### Task directions
Render every line of the items below as a JSON list of strings, with one string for each line and blank lines left out.

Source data

****************

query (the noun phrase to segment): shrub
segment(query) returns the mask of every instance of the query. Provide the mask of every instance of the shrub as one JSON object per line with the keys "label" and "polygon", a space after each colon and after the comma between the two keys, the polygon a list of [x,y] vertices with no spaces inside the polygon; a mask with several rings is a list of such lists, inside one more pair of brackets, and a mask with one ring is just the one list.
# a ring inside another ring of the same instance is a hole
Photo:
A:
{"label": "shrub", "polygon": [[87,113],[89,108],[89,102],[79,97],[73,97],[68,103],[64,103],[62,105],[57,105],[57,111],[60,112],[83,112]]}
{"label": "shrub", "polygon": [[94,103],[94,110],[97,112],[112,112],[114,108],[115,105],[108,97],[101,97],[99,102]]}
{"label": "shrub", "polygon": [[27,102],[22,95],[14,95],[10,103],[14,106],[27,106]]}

****************

### The output
[
  "query (the noun phrase to segment): shrub",
  "segment(query) returns the mask of every instance of the query. Provide the mask of every instance of the shrub as one JSON object per line with the keys \"label\" and \"polygon\", a space after each colon and after the comma between the two keys, the polygon a list of [x,y] vertices with no spaces inside the polygon; a mask with several rings is a list of such lists, inside one more pair of brackets, and a mask with one ring is just the one list.",
  "# a ring inside another ring of the same instance is a hole",
  "Photo:",
  "A:",
  "{\"label\": \"shrub\", \"polygon\": [[87,113],[89,108],[89,102],[79,97],[73,97],[68,103],[64,103],[62,105],[57,105],[57,111],[60,112],[83,112]]}",
  "{\"label\": \"shrub\", \"polygon\": [[94,103],[94,110],[97,112],[112,112],[114,108],[115,105],[108,97],[101,97],[99,102]]}",
  "{\"label\": \"shrub\", \"polygon\": [[27,102],[22,95],[14,95],[10,103],[14,106],[27,106]]}"
]